• Lesetext

════════

08.02.2008, 08:32 Uhr
Kosten und Risiken spürbar senken
Enterprise Architecture Management optimiert das Zusammenspiel von Informatik und Geschäftsprozessen. Das Resultat sind geringere Kosten und Risiken. Eine Fallstudie am Beispiel der SBB.
Bruno Schenker, Senior Manager Consultant von CSC, unterstützte die SBB bei der Planung eines Enterprise Architecture Management.
Zu hohe Kosten komplexe Geschäftsprozesse, diverse Altlasten: Die IT der Schweizerischen Bundesbahnen hatte 2005 mit Problemen zu kämpfen. Selbst Firmenregeln wurden unterschiedlich ausgelegt. Ausserdem fehlten weitgehend Kommunikationsinstrumente, welche die Geschäfts- und Informatikverantwortlichen bei der Verständigung über notwendige Veränderungen unterstützt hätten. Anfang 2005 sollte deshalb die IT-Beratungsfirma CSC abklären, ob die Einführung einer Enterprise Architecture zweckmässig und durchführbar sei.
Hochkomplexe Informatiklandschaft
Jeden Tag befahren 9000 Züge das 3000 Kilometer lange Netz der SBB. Verantwortlich dafür, dass alle pünktlich und sicher ans Ziel gelangen, sind die 9300 Mitarbeitenden der Division Infrastruktur. Auch der Betrieb und Unterhalt sämtlicher Anlagen wie Bahnhöfe, Stellwerke, Fahrleitungsnetz oder Brücken und Tunnels gehören zu ihrem Aufgabenbereich. Diese Anforderungen und höchste Ansprüche an Sicherheit und Verfügbarkeit der Systeme spiegeln sich in einer äusserst komplexen Informatiklandschaft wider.
Eine weitere Herausforderung: Diverse Altlasten, eine teilweise dezentrale Organisation sowie eine hohe Redundanz prägten zu Beginn des Projekts die IT der SBB Infrastruktur. Sie verursachten unnötige Kosten und Risiken. Kommunikationsinstrumente, welche die Geschäfts- und Informatikverantwortlichen bei der Verständigung über notwendige Veränderungen unterstützt hätten, fehlten weitgehend.

════════

• Bereitgestellte Angaben
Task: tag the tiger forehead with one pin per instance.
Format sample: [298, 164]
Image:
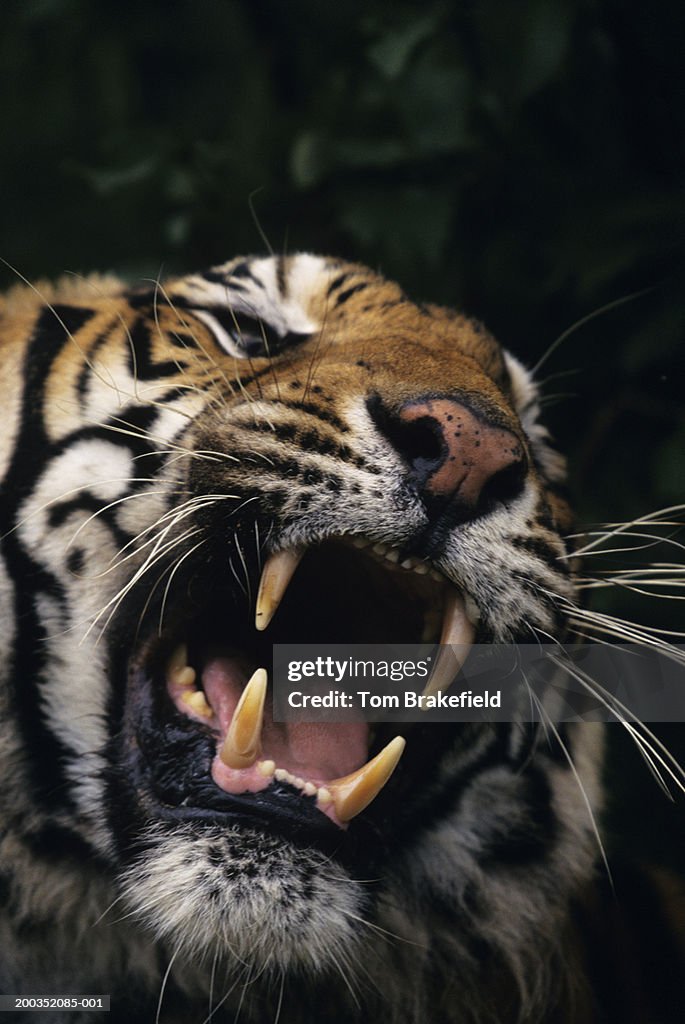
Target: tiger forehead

════════

• Zu erledigende Aufgaben
(a) Zähle alle Anlagen auf, die der Lesetext über die SBB-Informatik als Teil des Aufgabenbereichs der Division Infrastruktur nennt.
(b) Führe den Lesetext über die SBB-Informatik nach seinem letzten Satz weiter.
Die Zeilen haben keinen Bezug zum Lesetext über die SBB-Informatik.

• Antworten je Aufgabe
(a) Bahnhöfe, Stellwerke, Fahrleitungsnetz, Brücken, Tunnels

(b)
Grosses Optimierungspotenzial
Für die Einführung eines Enterprise Architecture Management gilt es zunächst, auf der Seite der Unternehmensarchitektur eine Prozesshierarchie zu erstellen. Sie gliedert systematisch auf, welche Prozesse für ein Unternehmen von Bedeutung sind. In einem zweiten Schritt lohnt es sich, die jeweilige Wertschöpfung zu ermitteln. Auf der Seite der Informationssystemarchitektur ist zusätzlich zum reinen Inventar der Applikationen eine Abbildung der Architektur wünschenswert. Sie zeigt die Abhängigkeiten zwischen den Anwendungen auf. Häufig ist es die unkontrollierte Vernetzung von Applikationen, die Kosten verursacht, z.B. wenn eine Anwendung ersetzt werden soll.
Die Berater von CSC stellten durch die Einführung eines Enterprise Architecture Management im Bereich SBB Infrastruktur folgende Verbesserungsmöglichkeiten in Aussicht:
- eine optimale Ausrichtung der IT auf das Geschäft (Business-IT Alignment)
- eine bessere Integration der IT-Mittel
- effiziente und risikokontrollierte Veränderungen (Change Management)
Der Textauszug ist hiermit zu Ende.